**Exercise 1**
From the discussion about eating eggs with jam, extract the passage starting at "Two words - jelly" and ending at "eggs is pepper.".
**Exercise 2**
Continue the discussion about eating eggs with jam from where it stops.

**Passage shown**
* * * *
Jamón, but not jam on.
Two words - jelly omelet
I need to go make one now…
I worked the breakfast shift at McDonalds circa 1983, and I was puzzled the first few times a customer asked for some strawberry jam to go with their Egg McMuffin. Out of curiosity I tried it, and it was surprisingly tasty. Grape jam just didn’t work at all, only strawberry would do.
To be honest, that sounds horrible. The only thing that belongs on scrambled eggs is pepper.
Nooooooooooo! Any decent egg is meant to be savory.
Here’s a heaven breakfast:
Grits (without butter)
Egg with runny yolk on top
A wedge of avocado and jack cheese on the side.
I like to eat my eggs with toast.
I like to eat my eggs with ham.
If it won’t upset my host,
I’ll even eat my eggs with Spam.
But I will not eat eggs with jam.
I won’t,
I won’t,
Sam-I-Am.
Not on purpose, but I imagine that if I’m having a big breakfast and some jam from my toast gets on my eggs, that would be fine.
A woman I spent the night with made us, for breakfast, scrambled eggs on toasted brioche spread with butter and orange marmalade. She melted grated sharp cheddar on top of that. It was delicious, like an orange breakfast souffle. Perfect with a cup of coffee.
I haven’t seen the woman again but I have had the breakfast dozens of times.
Nope- I am English, and I’ve only encountered it once, working at a cafe. One family of regular customers had a child around the age of 4 who would always get scrambled eggs, toast and strawberry jam. His family all thought it was weird as well.
Never tried it myself, I assumed it was the sort of thing that only a four year old would appreciate.
Same here. I can maybe see it as part of a breakfast sandwich that has some salty meat component like sausage or bacon on it, but just eggs and jam? I’ll pass. I don’t like sweet breakfast foods (10 times out of 10 I will pick something savory over pancakes or waffles for breakfast. The only reason I make pancakes is because I have kids and a wife who like them. Otherwise, I could happily live the rest of my life without ever having a pancake again. ETA: Well, except for savory pancakes. Those I do like. But that’s not what people typically think of when they think of pancakes.)
* * * *
Entries from a pointing dataset
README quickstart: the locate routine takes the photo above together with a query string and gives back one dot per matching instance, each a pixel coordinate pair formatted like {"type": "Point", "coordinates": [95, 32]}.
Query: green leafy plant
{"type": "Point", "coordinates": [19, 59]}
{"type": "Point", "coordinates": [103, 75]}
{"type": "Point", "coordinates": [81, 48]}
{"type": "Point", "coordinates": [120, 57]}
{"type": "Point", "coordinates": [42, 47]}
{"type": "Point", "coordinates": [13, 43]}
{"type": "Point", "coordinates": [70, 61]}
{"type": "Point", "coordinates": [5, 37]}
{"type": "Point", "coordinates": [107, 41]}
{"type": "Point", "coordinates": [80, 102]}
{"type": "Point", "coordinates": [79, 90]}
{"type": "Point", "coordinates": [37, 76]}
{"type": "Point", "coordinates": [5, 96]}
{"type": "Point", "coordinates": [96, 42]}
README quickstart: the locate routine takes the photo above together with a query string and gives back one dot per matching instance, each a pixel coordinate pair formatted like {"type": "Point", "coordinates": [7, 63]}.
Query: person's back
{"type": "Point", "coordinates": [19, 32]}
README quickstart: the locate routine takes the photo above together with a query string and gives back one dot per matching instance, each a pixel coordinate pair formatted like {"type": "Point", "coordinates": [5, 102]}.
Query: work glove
* * * *
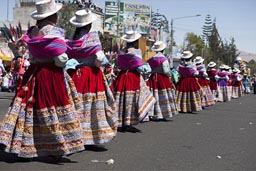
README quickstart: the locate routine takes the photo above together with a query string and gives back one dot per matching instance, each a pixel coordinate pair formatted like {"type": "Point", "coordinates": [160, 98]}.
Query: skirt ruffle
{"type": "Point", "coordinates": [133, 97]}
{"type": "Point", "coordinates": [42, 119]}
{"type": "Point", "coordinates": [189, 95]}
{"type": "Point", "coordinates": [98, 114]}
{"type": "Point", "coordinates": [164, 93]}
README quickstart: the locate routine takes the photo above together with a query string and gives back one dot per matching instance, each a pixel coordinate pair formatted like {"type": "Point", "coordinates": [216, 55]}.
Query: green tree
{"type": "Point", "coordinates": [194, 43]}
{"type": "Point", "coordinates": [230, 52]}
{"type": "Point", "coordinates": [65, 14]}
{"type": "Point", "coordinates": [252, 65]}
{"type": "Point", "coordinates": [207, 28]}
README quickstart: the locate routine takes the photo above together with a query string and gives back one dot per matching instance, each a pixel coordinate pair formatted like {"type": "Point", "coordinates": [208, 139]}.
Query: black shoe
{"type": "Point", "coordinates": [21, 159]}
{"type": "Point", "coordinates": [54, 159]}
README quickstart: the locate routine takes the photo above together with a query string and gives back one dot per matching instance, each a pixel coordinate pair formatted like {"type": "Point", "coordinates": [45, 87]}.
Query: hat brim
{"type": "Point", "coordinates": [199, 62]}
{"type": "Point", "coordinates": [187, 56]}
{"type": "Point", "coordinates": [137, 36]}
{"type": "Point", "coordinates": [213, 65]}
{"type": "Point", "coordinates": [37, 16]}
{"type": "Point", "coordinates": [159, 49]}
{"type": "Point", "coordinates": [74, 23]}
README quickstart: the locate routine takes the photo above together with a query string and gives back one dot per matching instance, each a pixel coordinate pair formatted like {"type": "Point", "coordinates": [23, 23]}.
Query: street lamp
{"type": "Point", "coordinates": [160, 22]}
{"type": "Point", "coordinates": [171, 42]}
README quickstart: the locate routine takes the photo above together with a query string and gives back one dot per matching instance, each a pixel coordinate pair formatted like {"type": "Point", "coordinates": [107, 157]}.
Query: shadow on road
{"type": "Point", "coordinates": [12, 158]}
* * * *
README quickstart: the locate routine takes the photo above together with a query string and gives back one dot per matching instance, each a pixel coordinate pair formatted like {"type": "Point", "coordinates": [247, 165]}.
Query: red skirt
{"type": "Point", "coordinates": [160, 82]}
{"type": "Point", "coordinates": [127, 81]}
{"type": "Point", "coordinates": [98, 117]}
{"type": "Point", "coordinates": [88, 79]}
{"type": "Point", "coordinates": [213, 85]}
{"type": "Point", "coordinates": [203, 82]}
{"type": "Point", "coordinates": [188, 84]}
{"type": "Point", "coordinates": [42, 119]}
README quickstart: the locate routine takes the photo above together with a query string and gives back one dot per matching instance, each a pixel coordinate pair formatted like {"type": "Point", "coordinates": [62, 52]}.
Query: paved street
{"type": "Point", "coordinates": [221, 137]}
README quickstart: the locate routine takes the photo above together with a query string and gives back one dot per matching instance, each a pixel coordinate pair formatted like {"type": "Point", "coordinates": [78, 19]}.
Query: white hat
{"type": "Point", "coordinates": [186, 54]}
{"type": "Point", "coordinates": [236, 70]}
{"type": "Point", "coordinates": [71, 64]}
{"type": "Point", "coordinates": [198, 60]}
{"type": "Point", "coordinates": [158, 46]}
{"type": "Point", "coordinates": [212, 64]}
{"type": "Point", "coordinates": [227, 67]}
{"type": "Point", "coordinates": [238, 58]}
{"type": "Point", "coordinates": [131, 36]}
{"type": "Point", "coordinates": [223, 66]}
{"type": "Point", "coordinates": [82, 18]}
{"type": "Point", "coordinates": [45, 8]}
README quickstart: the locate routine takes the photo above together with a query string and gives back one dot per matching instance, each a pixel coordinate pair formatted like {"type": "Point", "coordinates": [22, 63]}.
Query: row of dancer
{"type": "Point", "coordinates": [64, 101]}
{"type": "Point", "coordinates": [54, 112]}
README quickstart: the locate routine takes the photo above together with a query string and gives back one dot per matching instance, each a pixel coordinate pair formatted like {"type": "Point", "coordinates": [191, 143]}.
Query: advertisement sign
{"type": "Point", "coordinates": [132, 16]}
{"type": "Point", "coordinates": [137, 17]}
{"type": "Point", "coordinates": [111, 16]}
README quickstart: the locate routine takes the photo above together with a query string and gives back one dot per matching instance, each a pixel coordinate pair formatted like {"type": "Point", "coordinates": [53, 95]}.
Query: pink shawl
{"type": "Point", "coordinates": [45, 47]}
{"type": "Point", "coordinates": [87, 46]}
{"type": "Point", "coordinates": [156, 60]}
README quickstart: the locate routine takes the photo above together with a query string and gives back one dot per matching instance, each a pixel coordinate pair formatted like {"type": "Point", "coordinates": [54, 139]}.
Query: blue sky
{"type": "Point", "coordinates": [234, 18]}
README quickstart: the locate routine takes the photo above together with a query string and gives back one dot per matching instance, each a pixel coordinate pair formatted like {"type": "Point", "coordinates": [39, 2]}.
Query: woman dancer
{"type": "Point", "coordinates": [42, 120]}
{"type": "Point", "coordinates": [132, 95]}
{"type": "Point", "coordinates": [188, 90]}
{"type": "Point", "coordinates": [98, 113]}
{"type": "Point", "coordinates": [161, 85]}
* * * *
**Expected output 1**
Two words - jelly omelet
I need to go make one now…
I worked the breakfast shift at McDonalds circa 1983, and I was puzzled the first few times a customer asked for some strawberry jam to go with their Egg McMuffin. Out of curiosity I tried it, and it was surprisingly tasty. Grape jam just didn’t work at all, only strawberry would do.
To be honest, that sounds horrible. The only thing that belongs on scrambled eggs is pepper.

**Expected output 2**
My dad used to eat jelly omelettes. He was a child in the 1930s, and apparently they weren’t especially freaky back then.
Oh it was delicious! I tried it today, creamy scrambled eggs with a bit of whipped cream cheese stirred in. I salted and peppered the eggs as usual. Then I stirred in some raspberry preserves. I didn’t even scoop it on to toast, I just had it in a bowl with a little bacon crumbled on top. The salty sweet was perfect!
There’s only one thing to ‘top’ scrambled eggs with and that is smoked salmon.
I’ll add strawberry jam to an Egg McMuffin but never anything else.
I just had a similar conversation with my dad who talked about having jam and eggs as a child. Everyone else in the room was rightfully horrified at the idea. But hearing it from two people in a short time frame makes me think it might be a thing. This would’ve been 40s and 50s upper south, so not a regional thing.
Not regional, OK… Could it be a 1930s “Well, this is all we’ve got… Say, this is actually not too bad!” kind of situation?
Never. I greatly prefer my eggs to be savory and will even put a utensil beneath the egg side of the plate to keep the syrup on it’s own side.
No, but I can see the sweet/savory combo working.
I might give it a try.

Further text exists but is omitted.